### Text provided:
· · · · ·
Only three weeks later, petitioner commenced the instant proceeding seeking to modify Family Court’s August 1999 order of visitation. According to petitioner, the parties could not agree as to what constituted “reasonable and liberal” visitation, prompting petitioner to seek, inter alia, specific periods of unsupervised visitation with the child. A hearing ensued in September 1999, at which both parties appeared without counsel. At the conclusion thereof Family Court, inter alia, granted petitioner unsupervised visitation with the child on alternate Sundays from 1:00 p.m. to 4:00 p.m. and every Tuesday and Thursday from 6:00 p.m. to 7:00 p.m. Respondent now appeals, contending that Family Court’s failure to advise her of her right to counsel and/or appoint a Law Guardian for the child constitutes reversible error.

To be sure, the minor modifications made by Family Court to the parties’ prior visitation schedule were eminently reasonable and in no way affected any of respondent’s substantive rights as the child’s custodial parent. Nonetheless, given the clear and unambiguous directive set forth in Family Court Act § 262 (a), we are constrained to reverse.
· · · · ·
[Records in a dataset]
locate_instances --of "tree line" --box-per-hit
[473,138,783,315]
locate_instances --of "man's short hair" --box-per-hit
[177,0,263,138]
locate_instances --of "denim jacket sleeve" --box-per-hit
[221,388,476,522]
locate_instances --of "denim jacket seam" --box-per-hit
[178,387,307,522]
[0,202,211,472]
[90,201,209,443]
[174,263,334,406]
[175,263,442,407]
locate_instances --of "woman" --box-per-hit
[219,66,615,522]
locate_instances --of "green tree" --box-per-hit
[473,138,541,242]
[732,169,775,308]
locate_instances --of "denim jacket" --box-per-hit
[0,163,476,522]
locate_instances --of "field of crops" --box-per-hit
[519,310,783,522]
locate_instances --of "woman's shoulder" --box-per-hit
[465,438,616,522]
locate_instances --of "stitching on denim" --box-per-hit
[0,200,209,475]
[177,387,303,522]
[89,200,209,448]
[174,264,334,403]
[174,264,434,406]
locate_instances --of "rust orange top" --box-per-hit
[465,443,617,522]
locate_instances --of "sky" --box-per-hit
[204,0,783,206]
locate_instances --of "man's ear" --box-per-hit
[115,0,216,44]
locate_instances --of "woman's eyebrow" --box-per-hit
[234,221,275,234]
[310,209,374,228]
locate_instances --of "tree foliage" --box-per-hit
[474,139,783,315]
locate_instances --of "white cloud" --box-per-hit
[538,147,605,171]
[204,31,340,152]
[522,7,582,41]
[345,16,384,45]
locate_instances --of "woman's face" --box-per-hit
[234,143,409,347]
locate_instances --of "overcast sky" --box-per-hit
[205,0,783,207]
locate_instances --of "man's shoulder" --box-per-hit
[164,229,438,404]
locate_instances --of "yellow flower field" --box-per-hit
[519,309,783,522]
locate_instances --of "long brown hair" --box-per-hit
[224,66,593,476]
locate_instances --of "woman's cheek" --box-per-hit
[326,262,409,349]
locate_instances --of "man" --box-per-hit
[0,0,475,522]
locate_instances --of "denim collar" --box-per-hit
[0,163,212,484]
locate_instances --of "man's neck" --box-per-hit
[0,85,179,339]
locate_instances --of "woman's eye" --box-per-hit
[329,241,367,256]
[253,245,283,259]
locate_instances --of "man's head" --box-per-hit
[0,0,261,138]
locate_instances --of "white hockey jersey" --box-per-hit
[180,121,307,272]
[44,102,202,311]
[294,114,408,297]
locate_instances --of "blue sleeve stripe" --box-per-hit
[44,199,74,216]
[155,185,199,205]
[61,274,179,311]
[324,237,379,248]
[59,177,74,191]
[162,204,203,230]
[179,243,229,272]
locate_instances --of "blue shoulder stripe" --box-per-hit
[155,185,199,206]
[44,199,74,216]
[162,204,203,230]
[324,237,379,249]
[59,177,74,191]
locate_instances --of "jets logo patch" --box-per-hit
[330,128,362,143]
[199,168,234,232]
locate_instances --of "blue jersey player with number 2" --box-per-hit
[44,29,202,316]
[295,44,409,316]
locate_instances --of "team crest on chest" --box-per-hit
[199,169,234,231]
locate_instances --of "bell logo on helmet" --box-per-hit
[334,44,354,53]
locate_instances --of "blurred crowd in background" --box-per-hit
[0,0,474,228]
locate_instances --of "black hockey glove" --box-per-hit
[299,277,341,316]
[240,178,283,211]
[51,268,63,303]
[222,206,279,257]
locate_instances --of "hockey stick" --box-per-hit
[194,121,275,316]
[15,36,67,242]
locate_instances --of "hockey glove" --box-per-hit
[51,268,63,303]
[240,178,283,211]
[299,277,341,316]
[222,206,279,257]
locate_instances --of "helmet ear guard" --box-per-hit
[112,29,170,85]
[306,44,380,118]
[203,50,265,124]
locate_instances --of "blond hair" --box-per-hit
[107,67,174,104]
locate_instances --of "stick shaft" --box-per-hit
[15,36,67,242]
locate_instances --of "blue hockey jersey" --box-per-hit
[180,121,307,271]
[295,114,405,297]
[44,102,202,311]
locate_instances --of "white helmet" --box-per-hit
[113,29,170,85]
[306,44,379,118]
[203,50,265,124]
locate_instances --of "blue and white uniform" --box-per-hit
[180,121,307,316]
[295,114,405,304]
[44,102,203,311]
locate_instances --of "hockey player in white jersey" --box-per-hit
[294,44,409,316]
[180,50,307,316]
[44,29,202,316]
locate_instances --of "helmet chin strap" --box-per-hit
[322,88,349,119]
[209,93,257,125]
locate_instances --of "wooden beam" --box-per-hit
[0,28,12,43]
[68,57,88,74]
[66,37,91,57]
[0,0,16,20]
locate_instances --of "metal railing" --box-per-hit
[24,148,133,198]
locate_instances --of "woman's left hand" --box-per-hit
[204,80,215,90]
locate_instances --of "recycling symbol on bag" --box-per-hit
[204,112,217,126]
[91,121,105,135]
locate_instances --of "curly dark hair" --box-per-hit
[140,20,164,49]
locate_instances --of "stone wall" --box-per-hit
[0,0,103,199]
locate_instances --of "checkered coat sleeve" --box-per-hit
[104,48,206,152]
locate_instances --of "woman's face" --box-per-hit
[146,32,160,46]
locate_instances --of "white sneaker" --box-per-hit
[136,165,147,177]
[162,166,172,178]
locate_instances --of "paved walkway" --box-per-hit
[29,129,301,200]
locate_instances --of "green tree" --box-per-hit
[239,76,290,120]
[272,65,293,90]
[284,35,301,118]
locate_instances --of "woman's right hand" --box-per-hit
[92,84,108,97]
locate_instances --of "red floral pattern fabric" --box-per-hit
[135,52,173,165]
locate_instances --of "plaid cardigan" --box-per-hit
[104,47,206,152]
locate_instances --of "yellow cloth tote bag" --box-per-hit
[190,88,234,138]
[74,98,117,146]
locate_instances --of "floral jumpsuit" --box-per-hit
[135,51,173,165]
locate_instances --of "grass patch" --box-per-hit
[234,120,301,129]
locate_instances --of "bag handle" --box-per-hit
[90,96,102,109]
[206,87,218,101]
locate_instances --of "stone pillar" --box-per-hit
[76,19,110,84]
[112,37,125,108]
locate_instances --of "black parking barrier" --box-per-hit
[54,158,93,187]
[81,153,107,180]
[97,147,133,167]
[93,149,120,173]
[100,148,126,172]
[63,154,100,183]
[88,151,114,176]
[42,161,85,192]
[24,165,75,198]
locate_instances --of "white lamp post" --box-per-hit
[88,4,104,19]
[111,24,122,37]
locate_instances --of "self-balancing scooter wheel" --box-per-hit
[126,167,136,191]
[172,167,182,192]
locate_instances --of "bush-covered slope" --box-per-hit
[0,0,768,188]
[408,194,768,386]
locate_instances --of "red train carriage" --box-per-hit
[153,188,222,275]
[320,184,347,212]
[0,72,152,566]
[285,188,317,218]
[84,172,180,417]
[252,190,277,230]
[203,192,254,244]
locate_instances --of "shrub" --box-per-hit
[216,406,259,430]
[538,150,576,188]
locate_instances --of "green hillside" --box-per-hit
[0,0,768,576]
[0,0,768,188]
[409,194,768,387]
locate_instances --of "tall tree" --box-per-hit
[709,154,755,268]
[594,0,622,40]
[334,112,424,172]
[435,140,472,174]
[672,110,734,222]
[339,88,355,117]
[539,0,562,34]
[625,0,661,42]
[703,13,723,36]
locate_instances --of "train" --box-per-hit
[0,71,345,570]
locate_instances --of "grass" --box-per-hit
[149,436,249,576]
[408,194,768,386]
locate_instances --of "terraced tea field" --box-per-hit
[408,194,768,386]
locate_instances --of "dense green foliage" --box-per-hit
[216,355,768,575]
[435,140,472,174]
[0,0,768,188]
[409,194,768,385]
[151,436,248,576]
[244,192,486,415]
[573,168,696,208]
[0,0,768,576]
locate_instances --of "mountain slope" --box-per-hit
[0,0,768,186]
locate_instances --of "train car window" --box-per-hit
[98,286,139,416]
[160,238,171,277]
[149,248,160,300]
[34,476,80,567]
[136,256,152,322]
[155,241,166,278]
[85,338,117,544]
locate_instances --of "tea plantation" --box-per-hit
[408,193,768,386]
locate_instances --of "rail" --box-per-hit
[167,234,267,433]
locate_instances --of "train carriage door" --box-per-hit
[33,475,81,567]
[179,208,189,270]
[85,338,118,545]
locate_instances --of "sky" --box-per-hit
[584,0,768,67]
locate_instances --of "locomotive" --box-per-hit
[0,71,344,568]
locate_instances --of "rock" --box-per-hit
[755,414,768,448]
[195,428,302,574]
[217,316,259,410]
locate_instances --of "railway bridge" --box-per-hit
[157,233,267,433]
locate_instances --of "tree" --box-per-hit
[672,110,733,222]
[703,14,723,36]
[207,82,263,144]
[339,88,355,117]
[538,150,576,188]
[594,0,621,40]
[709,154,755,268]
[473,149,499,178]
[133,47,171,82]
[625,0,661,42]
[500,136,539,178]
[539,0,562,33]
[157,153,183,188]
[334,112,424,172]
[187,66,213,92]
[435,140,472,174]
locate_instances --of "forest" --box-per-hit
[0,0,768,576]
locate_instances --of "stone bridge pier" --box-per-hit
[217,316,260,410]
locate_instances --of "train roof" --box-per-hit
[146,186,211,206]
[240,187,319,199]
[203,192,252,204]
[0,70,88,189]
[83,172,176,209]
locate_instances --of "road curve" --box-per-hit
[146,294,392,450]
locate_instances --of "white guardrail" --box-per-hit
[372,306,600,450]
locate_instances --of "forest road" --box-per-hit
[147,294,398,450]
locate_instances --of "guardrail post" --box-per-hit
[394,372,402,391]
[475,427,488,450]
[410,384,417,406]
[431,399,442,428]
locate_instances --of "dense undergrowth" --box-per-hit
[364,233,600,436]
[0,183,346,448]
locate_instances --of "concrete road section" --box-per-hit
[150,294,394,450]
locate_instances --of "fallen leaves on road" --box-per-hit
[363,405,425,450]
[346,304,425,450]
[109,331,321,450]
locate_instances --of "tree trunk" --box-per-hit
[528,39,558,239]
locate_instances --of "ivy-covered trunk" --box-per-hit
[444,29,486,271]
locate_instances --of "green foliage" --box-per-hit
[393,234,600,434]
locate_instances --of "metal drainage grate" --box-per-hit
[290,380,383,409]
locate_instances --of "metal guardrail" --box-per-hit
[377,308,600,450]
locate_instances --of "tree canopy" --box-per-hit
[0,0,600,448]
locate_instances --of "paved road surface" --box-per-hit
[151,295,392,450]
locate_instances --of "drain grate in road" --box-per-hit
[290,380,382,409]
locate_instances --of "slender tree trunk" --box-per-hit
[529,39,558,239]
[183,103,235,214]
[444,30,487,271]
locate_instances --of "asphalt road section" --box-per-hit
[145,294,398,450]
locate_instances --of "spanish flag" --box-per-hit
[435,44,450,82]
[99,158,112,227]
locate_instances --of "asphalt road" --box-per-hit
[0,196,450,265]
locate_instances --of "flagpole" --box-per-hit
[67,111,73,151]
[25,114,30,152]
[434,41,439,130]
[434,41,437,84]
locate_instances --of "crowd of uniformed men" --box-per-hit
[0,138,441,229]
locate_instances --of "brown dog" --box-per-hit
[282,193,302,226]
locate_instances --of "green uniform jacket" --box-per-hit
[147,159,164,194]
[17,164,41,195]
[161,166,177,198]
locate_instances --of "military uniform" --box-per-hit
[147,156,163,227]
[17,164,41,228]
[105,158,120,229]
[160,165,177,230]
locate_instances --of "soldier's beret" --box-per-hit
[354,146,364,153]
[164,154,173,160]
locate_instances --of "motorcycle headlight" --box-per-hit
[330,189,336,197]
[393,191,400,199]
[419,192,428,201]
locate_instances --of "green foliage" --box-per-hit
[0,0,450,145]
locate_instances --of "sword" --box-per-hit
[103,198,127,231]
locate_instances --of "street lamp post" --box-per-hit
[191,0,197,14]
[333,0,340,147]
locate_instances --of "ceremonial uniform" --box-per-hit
· · · · ·
### Requirement:
Can you repeat the part of the visitation ruling that opens with the words containing "Only three weeks" and closes with "constitutes reversible error.", substituting "the applicant" for "petitioner" each time it appears? Answer using only the text.

### Correct output:
Only three weeks later, the applicant commenced the instant proceeding seeking to modify Family Court’s August 1999 order of visitation. According to the applicant, the parties could not agree as to what constituted “reasonable and liberal” visitation, prompting the applicant to seek, inter alia, specific periods of unsupervised visitation with the child. A hearing ensued in September 1999, at which both parties appeared without counsel. At the conclusion thereof Family Court, inter alia, granted the applicant unsupervised visitation with the child on alternate Sundays from 1:00 p.m. to 4:00 p.m. and every Tuesday and Thursday from 6:00 p.m. to 7:00 p.m. Respondent now appeals, contending that Family Court’s failure to advise her of her right to counsel and/or appoint a Law Guardian for the child constitutes reversible error.